[Dataset entries]
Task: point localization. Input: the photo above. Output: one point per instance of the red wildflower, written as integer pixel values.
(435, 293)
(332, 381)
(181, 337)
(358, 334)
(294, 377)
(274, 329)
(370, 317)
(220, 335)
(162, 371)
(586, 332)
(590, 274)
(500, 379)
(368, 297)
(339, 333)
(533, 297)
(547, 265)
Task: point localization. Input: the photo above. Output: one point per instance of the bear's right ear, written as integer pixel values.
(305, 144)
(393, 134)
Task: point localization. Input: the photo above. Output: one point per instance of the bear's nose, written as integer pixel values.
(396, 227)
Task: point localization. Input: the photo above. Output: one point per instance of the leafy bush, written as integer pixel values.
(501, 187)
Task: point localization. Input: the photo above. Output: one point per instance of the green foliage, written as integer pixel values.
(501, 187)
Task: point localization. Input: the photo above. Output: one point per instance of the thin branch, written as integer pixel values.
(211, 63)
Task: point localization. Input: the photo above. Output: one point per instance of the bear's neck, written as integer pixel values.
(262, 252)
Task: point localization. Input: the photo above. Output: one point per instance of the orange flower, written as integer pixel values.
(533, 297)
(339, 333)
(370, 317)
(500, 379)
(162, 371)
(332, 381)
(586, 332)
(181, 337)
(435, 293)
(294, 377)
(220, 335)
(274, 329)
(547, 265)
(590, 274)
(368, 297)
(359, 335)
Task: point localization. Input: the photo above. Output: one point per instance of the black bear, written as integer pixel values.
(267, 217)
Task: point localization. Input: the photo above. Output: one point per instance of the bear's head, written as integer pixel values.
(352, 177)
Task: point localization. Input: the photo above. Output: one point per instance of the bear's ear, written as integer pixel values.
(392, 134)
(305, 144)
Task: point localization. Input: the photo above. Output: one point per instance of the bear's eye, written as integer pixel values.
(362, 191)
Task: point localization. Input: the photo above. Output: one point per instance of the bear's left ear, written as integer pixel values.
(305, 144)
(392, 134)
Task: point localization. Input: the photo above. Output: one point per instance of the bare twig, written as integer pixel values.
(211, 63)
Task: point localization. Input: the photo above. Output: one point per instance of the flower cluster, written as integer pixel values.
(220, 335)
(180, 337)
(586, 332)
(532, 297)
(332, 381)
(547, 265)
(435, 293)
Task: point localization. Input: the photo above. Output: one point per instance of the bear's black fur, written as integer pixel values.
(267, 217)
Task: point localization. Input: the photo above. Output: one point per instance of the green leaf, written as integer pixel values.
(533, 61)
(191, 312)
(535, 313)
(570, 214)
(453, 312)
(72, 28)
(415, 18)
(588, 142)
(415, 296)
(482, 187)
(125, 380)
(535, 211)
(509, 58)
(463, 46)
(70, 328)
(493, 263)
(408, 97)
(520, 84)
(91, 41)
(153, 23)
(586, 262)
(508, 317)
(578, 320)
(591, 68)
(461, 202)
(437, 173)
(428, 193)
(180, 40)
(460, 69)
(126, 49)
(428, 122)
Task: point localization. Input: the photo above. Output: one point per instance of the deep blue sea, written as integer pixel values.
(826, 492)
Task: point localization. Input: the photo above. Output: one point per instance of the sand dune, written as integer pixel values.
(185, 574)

# PROBLEM STATEMENT
Return every record above exactly, line by line.

# ANSWER SPACE
Task: point localization. Input: the photo above. Output: one point per instance of the red wildflower, written as integer pixel values.
(435, 293)
(332, 381)
(181, 337)
(358, 334)
(294, 377)
(274, 329)
(370, 317)
(220, 335)
(162, 371)
(586, 332)
(590, 274)
(500, 379)
(368, 297)
(339, 333)
(533, 297)
(547, 265)
Task: point localization. Input: the photo above. Output: one point per instance of the bear's right ear, written as integer pixel values.
(305, 144)
(393, 134)
Task: point localization. Input: the photo above. Output: one point per instance of the bear's nose, written as integer pixel values.
(396, 227)
Task: point localization. Input: the photo above. Output: one point per instance of the leafy bush, written as integer pixel values.
(501, 187)
Task: point localization. Input: the photo above. Output: one point per instance of the green foliage, written as integer pixel values.
(501, 187)
Task: point localization. Input: the photo above. Output: one point per instance of the thin branch, written as integer pixel values.
(211, 63)
Task: point localization. Input: the photo above. Output: one point per instance of the bear's neck, written as integer pixel values.
(262, 252)
Task: point localization. Input: the photo above. Output: one point per instance of the orange flower, written as integer pixel values.
(533, 297)
(339, 333)
(370, 317)
(500, 379)
(162, 371)
(332, 381)
(586, 332)
(181, 337)
(435, 293)
(294, 377)
(220, 335)
(274, 329)
(547, 265)
(590, 274)
(368, 297)
(359, 335)
Task: point localization. Input: the photo above. Output: one point per instance of the black bear, written as integer pixel values.
(267, 217)
Task: point localization. Input: the photo above. Output: one point per instance of the bear's head, written as integer pixel values.
(352, 177)
Task: point localization. Input: the photo above. Output: one point per instance of the bear's ear, written as integer pixel values.
(392, 134)
(305, 144)
Task: point localization. Input: the photo above. Output: one point per instance of the bear's eye, written as integer pixel values.
(362, 191)
Task: point localization. Input: the photo above. Output: one point per instance of the bear's left ear, written as integer pixel values.
(305, 144)
(392, 134)
Task: point localization. Input: the photo above. Output: one point per instance of the bare twig, written as integer pixel values.
(211, 63)
Task: point localization. Input: the photo above. Output: one point per instance of the flower cluster, written as integer pixel values.
(220, 335)
(180, 337)
(586, 332)
(532, 297)
(332, 381)
(547, 265)
(435, 293)
Task: point localization. Input: the photo above. Output: one point per instance of the bear's black fur, written as integer pixel values.
(267, 217)
Task: point localization. Input: the photo above. Output: one point per instance of the green leaf, written as integer pixel values.
(533, 61)
(191, 312)
(535, 313)
(570, 214)
(453, 312)
(72, 28)
(415, 18)
(588, 142)
(415, 296)
(482, 187)
(125, 380)
(535, 211)
(509, 58)
(463, 46)
(70, 328)
(493, 263)
(408, 97)
(520, 84)
(91, 41)
(153, 23)
(586, 262)
(508, 317)
(578, 320)
(591, 68)
(461, 202)
(437, 173)
(428, 193)
(180, 40)
(460, 69)
(126, 49)
(428, 122)
Task: point localization. Input: the photo above. Output: one point per instance of the deep blue sea, written as integer pixel values.
(826, 492)
Task: point localization. Input: the photo above. Output: one point per instance of the sand dune, written as integer pixel values.
(185, 574)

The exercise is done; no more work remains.